**The task**
Can you swap every "footprint in snow" in the material for "track in snow", leave everything else unchanged, and write the lines out again without the pictures?

**Records for this exercise**
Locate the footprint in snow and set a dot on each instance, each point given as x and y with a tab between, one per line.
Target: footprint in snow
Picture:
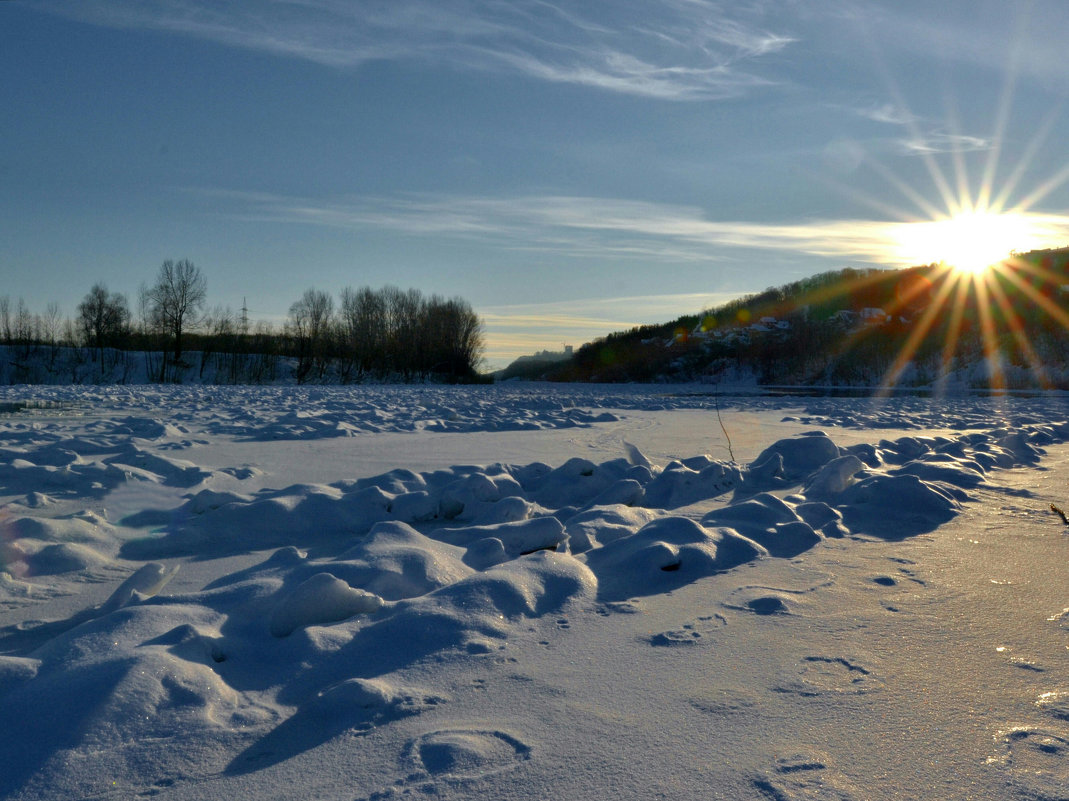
690	633
1036	761
1055	703
820	675
805	776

**Solution to this task**
Locate the track in snow and set a dot on each instance, each point given as x and y with a tab between, one per line.
Target: track in snow
Picture:
690	633
1036	761
1055	703
820	675
805	776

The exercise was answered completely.